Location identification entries
══════════

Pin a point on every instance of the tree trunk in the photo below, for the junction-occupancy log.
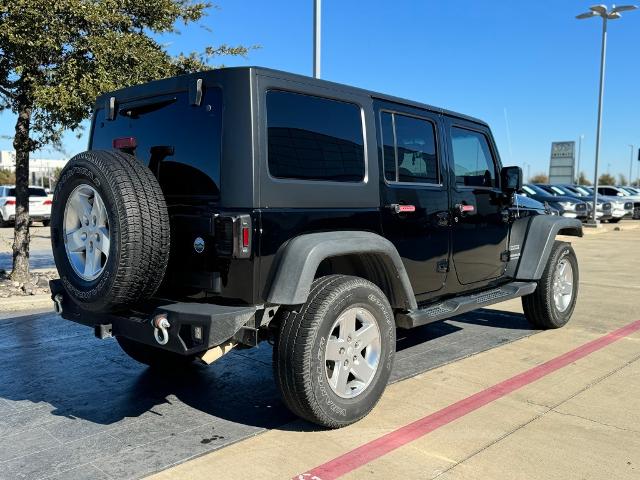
(22, 145)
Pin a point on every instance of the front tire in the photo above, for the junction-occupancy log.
(153, 356)
(333, 358)
(553, 302)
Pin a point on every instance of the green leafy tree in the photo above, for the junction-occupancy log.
(56, 56)
(7, 177)
(583, 180)
(539, 178)
(606, 179)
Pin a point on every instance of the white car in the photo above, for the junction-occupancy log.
(39, 205)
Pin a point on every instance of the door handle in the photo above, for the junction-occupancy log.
(397, 208)
(464, 209)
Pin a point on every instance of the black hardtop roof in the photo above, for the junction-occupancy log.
(167, 85)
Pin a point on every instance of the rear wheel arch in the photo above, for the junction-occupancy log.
(363, 254)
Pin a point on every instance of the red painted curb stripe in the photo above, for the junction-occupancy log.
(371, 451)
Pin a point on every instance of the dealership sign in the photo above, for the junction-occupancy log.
(562, 167)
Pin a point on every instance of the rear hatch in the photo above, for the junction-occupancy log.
(180, 141)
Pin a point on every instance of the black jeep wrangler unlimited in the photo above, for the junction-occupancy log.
(219, 209)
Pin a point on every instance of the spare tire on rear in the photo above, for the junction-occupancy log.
(109, 230)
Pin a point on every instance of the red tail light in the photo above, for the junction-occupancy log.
(245, 236)
(125, 143)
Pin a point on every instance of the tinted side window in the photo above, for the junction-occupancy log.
(313, 138)
(409, 149)
(474, 165)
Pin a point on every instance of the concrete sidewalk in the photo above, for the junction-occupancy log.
(581, 421)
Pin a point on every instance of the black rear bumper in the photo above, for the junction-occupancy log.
(218, 323)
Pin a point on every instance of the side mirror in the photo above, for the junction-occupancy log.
(511, 179)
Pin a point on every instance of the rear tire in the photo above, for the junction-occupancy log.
(328, 372)
(553, 302)
(153, 356)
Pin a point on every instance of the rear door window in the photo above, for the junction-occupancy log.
(179, 142)
(314, 138)
(409, 149)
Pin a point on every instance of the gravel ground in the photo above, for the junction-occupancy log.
(40, 238)
(41, 248)
(38, 284)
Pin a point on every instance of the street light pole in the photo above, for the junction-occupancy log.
(579, 156)
(633, 147)
(317, 23)
(605, 14)
(603, 55)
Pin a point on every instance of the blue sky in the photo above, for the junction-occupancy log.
(533, 59)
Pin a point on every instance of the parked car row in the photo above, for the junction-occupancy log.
(576, 201)
(39, 205)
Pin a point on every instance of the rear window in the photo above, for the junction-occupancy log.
(313, 138)
(33, 192)
(178, 141)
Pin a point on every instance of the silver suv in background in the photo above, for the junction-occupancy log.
(622, 205)
(39, 205)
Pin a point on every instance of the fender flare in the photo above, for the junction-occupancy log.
(297, 261)
(539, 239)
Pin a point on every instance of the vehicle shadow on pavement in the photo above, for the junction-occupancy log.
(490, 318)
(57, 376)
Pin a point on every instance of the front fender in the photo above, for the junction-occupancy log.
(539, 239)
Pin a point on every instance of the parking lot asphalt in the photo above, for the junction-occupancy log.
(579, 420)
(72, 406)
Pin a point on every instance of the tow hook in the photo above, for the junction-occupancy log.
(160, 326)
(57, 303)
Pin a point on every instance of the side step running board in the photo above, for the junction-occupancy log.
(467, 303)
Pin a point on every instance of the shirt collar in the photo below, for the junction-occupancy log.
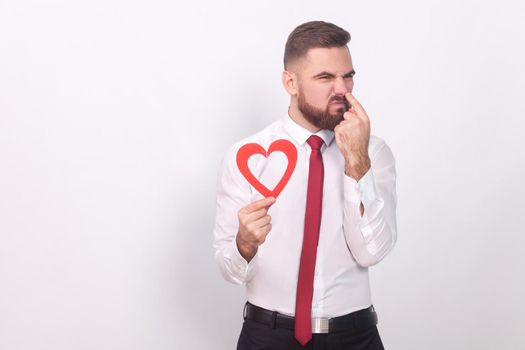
(300, 134)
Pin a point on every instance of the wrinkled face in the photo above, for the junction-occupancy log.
(325, 75)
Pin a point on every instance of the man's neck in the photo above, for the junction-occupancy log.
(298, 117)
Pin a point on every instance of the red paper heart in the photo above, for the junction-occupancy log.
(248, 150)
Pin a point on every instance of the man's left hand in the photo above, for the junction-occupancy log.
(352, 136)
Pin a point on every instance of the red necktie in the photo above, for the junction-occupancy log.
(312, 224)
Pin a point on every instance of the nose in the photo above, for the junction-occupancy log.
(340, 87)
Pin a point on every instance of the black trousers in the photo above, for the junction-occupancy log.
(257, 336)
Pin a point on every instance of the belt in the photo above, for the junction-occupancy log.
(357, 320)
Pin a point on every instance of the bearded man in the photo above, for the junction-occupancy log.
(304, 256)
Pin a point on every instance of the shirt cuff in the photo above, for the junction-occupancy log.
(363, 190)
(240, 267)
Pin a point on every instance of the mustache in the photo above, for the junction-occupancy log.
(340, 99)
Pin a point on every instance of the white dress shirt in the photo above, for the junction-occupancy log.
(348, 242)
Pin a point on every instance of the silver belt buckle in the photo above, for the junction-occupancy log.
(320, 325)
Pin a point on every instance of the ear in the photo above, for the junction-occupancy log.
(290, 82)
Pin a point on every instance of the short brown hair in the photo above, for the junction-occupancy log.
(314, 34)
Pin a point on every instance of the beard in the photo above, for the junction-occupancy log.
(323, 119)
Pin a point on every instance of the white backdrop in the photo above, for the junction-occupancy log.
(114, 116)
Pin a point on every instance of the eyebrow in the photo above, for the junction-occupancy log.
(347, 75)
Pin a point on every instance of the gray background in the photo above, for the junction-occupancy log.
(114, 116)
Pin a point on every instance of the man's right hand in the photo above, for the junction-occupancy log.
(254, 226)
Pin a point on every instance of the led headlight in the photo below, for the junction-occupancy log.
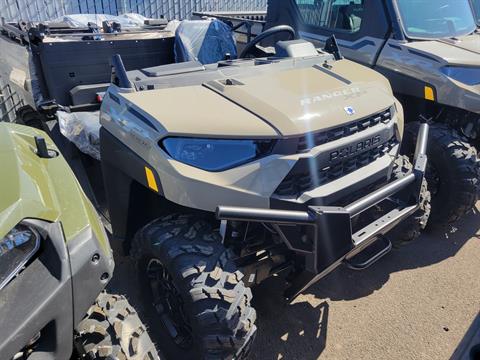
(16, 248)
(465, 75)
(215, 154)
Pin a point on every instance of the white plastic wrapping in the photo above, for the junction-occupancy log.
(81, 20)
(82, 129)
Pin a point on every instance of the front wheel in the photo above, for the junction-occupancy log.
(195, 288)
(453, 172)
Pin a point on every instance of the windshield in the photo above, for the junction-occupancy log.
(434, 19)
(476, 8)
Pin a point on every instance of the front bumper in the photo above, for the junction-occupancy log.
(327, 239)
(52, 294)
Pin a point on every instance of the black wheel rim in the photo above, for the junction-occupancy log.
(169, 304)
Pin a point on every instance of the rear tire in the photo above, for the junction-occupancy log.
(195, 288)
(112, 330)
(412, 227)
(453, 172)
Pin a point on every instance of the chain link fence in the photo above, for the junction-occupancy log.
(36, 10)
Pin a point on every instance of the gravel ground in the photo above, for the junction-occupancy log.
(416, 303)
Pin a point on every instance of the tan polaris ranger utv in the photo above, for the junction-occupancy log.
(430, 53)
(55, 261)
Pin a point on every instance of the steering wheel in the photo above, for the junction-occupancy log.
(251, 46)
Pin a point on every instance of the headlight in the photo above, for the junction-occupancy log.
(215, 154)
(465, 75)
(16, 248)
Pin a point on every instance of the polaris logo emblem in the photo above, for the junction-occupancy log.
(349, 110)
(351, 150)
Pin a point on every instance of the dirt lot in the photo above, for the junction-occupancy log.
(416, 303)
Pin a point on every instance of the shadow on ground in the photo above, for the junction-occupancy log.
(287, 330)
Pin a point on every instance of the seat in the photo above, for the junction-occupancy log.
(351, 20)
(206, 41)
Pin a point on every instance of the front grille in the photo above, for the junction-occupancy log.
(306, 143)
(297, 183)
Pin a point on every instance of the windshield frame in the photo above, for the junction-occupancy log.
(413, 37)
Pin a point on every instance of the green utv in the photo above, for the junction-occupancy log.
(55, 260)
(222, 171)
(430, 53)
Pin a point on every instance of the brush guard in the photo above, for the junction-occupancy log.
(327, 239)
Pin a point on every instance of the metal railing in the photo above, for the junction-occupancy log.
(37, 10)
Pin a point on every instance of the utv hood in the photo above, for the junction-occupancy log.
(282, 103)
(36, 188)
(464, 51)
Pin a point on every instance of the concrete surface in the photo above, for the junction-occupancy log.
(416, 303)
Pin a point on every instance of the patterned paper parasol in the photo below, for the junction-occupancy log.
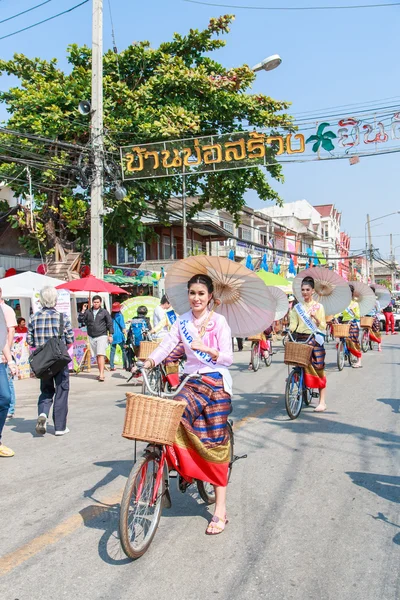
(282, 303)
(243, 301)
(364, 296)
(383, 294)
(331, 290)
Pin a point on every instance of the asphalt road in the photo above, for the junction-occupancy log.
(314, 509)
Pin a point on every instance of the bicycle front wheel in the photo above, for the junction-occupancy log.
(139, 515)
(340, 355)
(255, 356)
(205, 489)
(293, 394)
(365, 341)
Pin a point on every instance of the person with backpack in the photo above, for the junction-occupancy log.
(118, 335)
(46, 323)
(139, 325)
(389, 317)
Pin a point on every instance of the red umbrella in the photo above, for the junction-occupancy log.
(90, 284)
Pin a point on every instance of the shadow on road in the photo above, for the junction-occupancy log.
(385, 486)
(393, 402)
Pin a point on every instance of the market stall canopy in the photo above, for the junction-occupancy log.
(25, 284)
(90, 284)
(240, 293)
(275, 280)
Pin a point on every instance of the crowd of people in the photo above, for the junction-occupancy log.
(204, 338)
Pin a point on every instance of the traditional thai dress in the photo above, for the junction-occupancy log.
(202, 448)
(375, 333)
(314, 373)
(352, 315)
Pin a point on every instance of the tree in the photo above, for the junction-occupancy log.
(170, 92)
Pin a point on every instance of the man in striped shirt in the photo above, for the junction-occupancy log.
(44, 325)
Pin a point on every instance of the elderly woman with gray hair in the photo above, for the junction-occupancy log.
(44, 325)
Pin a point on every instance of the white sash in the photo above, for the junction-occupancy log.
(309, 323)
(189, 333)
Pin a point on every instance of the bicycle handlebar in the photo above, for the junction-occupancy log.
(171, 395)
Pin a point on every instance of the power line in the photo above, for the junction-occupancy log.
(25, 11)
(64, 12)
(296, 8)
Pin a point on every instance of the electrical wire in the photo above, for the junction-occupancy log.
(64, 12)
(295, 8)
(25, 11)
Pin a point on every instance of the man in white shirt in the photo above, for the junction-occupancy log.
(160, 316)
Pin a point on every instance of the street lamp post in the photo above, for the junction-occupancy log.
(370, 252)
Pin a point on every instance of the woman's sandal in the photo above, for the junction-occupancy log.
(216, 525)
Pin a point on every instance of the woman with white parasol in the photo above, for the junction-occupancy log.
(362, 301)
(205, 331)
(322, 291)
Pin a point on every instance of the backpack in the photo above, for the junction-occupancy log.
(51, 358)
(136, 330)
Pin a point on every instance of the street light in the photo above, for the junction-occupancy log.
(371, 258)
(268, 64)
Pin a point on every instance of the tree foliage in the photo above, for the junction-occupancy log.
(176, 90)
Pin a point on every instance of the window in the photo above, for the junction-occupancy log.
(125, 256)
(167, 254)
(227, 225)
(244, 234)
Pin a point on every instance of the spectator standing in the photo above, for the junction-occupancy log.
(389, 317)
(119, 334)
(45, 324)
(5, 394)
(11, 323)
(160, 319)
(100, 331)
(21, 327)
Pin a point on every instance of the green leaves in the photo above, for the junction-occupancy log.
(322, 139)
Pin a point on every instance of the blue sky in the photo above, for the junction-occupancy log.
(330, 58)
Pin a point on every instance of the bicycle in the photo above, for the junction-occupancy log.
(257, 354)
(296, 391)
(342, 353)
(147, 490)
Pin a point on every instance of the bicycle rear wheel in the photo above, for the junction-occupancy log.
(293, 394)
(255, 355)
(365, 341)
(205, 489)
(139, 517)
(340, 355)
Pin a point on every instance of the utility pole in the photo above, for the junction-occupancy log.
(371, 254)
(96, 194)
(393, 264)
(184, 223)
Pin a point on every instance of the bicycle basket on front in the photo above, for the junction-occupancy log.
(152, 419)
(297, 354)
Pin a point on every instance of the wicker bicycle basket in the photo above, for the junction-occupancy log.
(367, 322)
(152, 419)
(341, 330)
(146, 348)
(297, 354)
(256, 338)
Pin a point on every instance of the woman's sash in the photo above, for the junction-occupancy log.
(189, 333)
(309, 323)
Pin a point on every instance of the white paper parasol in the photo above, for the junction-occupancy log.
(282, 303)
(243, 301)
(364, 296)
(331, 290)
(383, 294)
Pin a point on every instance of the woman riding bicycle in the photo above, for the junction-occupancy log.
(307, 318)
(352, 315)
(375, 333)
(202, 442)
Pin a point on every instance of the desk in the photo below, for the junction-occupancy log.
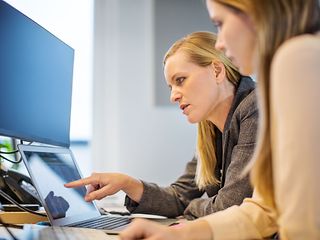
(21, 217)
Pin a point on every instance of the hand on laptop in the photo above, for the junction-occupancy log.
(100, 185)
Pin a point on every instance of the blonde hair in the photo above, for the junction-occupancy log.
(292, 18)
(200, 49)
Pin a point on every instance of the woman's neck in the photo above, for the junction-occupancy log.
(220, 113)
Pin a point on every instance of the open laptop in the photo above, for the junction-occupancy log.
(50, 168)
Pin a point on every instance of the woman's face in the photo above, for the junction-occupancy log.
(236, 36)
(193, 87)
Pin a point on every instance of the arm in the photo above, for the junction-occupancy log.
(295, 136)
(142, 229)
(253, 219)
(235, 188)
(169, 201)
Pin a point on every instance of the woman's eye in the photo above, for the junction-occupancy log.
(180, 80)
(218, 25)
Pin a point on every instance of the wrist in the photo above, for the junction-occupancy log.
(133, 188)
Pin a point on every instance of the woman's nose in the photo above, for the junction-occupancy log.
(175, 96)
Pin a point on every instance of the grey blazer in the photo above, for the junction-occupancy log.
(234, 150)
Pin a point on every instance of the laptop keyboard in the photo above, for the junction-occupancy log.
(65, 233)
(104, 222)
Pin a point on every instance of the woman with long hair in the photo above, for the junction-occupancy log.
(279, 41)
(209, 91)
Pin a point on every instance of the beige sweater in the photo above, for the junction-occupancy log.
(295, 134)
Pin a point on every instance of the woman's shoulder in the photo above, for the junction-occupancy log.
(296, 48)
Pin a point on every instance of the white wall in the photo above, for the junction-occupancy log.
(130, 133)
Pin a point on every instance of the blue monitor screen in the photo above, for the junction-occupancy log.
(36, 70)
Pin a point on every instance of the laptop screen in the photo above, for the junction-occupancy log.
(50, 168)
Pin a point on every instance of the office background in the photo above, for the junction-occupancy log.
(121, 117)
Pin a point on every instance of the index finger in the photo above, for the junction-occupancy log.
(80, 182)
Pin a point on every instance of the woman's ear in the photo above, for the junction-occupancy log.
(219, 71)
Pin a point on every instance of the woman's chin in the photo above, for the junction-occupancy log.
(192, 120)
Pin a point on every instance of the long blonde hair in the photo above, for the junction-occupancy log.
(200, 48)
(292, 18)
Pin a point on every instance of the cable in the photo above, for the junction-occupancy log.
(6, 196)
(5, 225)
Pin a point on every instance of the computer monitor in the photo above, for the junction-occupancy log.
(36, 70)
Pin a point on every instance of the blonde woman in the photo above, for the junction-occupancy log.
(209, 91)
(286, 164)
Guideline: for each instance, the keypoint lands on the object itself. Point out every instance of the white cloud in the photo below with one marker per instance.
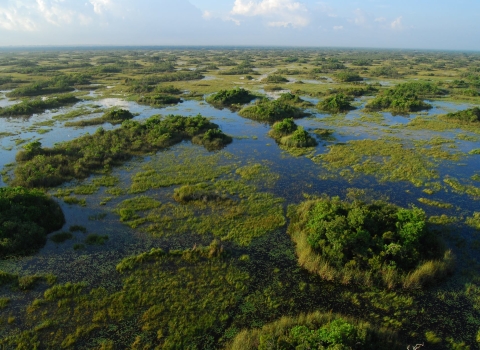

══════════

- **What to produce**:
How many lines above contain the word "parasol"? Case matters. Reply with the number only.

- **Exercise result**:
3